- [EXERCISE DIRECTIONS] Each entry must be restated word for word, with nothing omitted.

-- DATA EXCERPTS follows --

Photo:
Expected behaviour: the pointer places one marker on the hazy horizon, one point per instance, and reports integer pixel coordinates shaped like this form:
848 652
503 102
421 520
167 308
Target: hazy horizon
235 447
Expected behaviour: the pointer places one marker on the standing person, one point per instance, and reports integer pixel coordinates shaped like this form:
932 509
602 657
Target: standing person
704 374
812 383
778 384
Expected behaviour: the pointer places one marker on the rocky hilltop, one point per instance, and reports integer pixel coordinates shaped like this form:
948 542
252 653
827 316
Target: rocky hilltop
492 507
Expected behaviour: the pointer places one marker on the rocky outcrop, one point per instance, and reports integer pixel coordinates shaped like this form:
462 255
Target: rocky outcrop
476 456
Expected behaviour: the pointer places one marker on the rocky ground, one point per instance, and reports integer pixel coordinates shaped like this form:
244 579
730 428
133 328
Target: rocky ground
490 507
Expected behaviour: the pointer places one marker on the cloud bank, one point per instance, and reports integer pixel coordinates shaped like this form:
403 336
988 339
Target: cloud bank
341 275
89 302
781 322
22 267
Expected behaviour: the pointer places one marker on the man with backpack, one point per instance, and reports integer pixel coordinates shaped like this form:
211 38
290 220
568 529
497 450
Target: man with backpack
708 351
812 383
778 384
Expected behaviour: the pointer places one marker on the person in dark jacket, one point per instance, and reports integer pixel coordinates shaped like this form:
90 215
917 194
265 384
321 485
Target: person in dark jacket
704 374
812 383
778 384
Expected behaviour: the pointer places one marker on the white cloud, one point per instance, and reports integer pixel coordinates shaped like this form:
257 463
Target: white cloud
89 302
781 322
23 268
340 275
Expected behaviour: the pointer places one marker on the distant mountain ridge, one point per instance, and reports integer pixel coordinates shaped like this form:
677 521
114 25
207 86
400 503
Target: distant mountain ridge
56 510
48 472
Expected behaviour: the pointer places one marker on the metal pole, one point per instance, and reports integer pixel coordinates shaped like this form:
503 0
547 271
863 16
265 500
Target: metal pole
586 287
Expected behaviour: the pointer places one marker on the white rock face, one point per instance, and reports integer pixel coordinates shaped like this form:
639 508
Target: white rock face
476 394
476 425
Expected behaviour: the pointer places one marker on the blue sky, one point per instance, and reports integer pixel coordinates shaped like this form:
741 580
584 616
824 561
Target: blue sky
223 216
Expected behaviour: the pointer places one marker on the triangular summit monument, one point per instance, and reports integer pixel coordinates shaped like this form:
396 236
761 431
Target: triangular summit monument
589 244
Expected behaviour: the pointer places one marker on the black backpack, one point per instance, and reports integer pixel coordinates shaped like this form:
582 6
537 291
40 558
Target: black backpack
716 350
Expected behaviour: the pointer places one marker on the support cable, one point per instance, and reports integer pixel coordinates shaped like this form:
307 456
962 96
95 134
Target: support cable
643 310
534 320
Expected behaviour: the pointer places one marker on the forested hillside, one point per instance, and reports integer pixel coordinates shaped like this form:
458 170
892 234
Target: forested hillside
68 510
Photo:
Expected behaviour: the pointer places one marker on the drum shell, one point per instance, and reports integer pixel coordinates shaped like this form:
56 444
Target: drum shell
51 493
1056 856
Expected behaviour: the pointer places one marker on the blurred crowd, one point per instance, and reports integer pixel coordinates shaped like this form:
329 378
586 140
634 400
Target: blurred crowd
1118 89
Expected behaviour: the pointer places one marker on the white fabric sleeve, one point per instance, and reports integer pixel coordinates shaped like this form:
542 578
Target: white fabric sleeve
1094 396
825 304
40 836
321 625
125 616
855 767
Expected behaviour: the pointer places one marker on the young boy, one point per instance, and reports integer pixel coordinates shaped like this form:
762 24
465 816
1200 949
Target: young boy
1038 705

-- DATA EXCERPTS concluded --

- [TASK ANSWER]
Photo:
Expected behaviour: the pointer places one marker on the hazy horizon, one point per instance, and reports integer pixel coordinates shaped like this form:
848 652
503 102
421 520
167 308
Target: hazy horizon
235 447
Expected behaviour: the pointer places one marker on the standing person, one point per instance, and reports integer pixel coordinates shaped like this form:
932 509
602 657
Target: standing person
704 374
812 383
778 384
Expected behaviour: the pointer places one marker on the rocky hilltop, one point per instance, and reports integer pixel coordinates shaped like this form:
948 542
252 653
827 316
Target: rocky hilltop
492 507
Expected behaviour: the pointer places one marker on the rocky outcrop, one point per instance, and reports integer pixel coordinates shaped like this form:
462 255
Target: rocky outcrop
476 456
Expected behaviour: the pointer places one marker on the rocky ground, one point per instance, and reports integer pixel coordinates shaped like this form:
244 579
730 428
133 328
Target: rocky ground
490 507
Expected behaviour: the pointer places one marker on the cloud bank, one point per instance, and reports integer pixel coordinates shaped like this form:
403 336
988 339
Target: cloud bank
341 275
89 302
781 322
22 267
Expected behaviour: the pointer places one marker on the man with backpack, one point per instance, and reports integer pixel coordinates shaped like this form:
211 38
290 220
568 529
497 450
Target: man with backpack
708 351
812 383
778 384
Expected behaviour: the pointer places one marker on the person in dark jacket, one point per instance, and reports integer pixel coordinates shaped like this form:
90 215
917 194
265 384
321 485
Target: person in dark jacket
704 374
812 383
778 384
Expected behaviour: the pointer places one marker on the white cloud, one point per instance, and reports integer pixel coordinates shaped like this form:
257 463
Target: white cloud
89 302
781 322
23 268
340 275
Expected behaviour: the pointer places one marker on the distant mountain ridge, one point per instance, and reports integer pixel coordinates shaped like this form:
677 521
114 25
207 86
400 503
Target: distant mountain ridge
56 510
48 472
Expected behaviour: the pointer places one marker on the metal pole, one point per instance, and reports integer pixel coordinates shaped like this form:
503 0
547 271
863 16
265 500
Target: metal pole
586 287
Expected behaviour: the pointer places one marker on the white rock face, one point per instance, and reports integer pixel coordinates shaped like this form:
639 508
Target: white rock face
476 394
476 425
Expected behaviour: the pointer places one marker on the blue sky, one point per instance, and reports integer pixel coordinates shaped like this form:
741 580
584 616
824 561
Target: blue sky
223 216
Expected behaviour: the pointer places one marker on the triangular summit monument, one point per instance, and reports integer pixel coordinates shaped like this form:
396 236
761 431
Target: triangular summit monument
589 244
Expected behaviour: the pointer places one marker on the black backpack, one point per instance, and reports integer pixel coordinates shaped like this form:
582 6
537 291
40 558
Target: black backpack
716 350
Expected behaviour: the pointer places one marker on the support cable, one point per instance, and reports integer pixel coordinates shaped like this form:
307 456
962 96
95 134
Target: support cable
643 310
534 320
Expected behaviour: the pointer places one marker on the forested hillside, one point per instance, and reports integer pixel coordinates shaped like this form:
458 170
892 234
Target: forested hillside
68 510
Photo:
Expected behaviour: the pointer places one marker on the drum shell, one point per instance, and reports integer pixel coordinates shaped like this form:
56 444
Target: drum shell
51 493
1056 856
Expected behaviour: the pointer places one marker on the blurred crowd, one point per instance, and reports integer pixel coordinates shaped like this form:
329 378
586 140
634 400
Target: blurred crowd
1118 89
Expected behaviour: the pointer places one marker on the white fabric sleeve, one point per instance, and reports integer pixel coordinates shaped like this form:
542 578
Target: white fabric sleeve
1094 396
825 304
40 836
321 625
125 616
855 767
Expected behaviour: the pointer places one marker on the young boy, one point per instance, and reports integer pixel coordinates shaped like this form:
762 24
465 816
1200 949
Target: young boy
1038 705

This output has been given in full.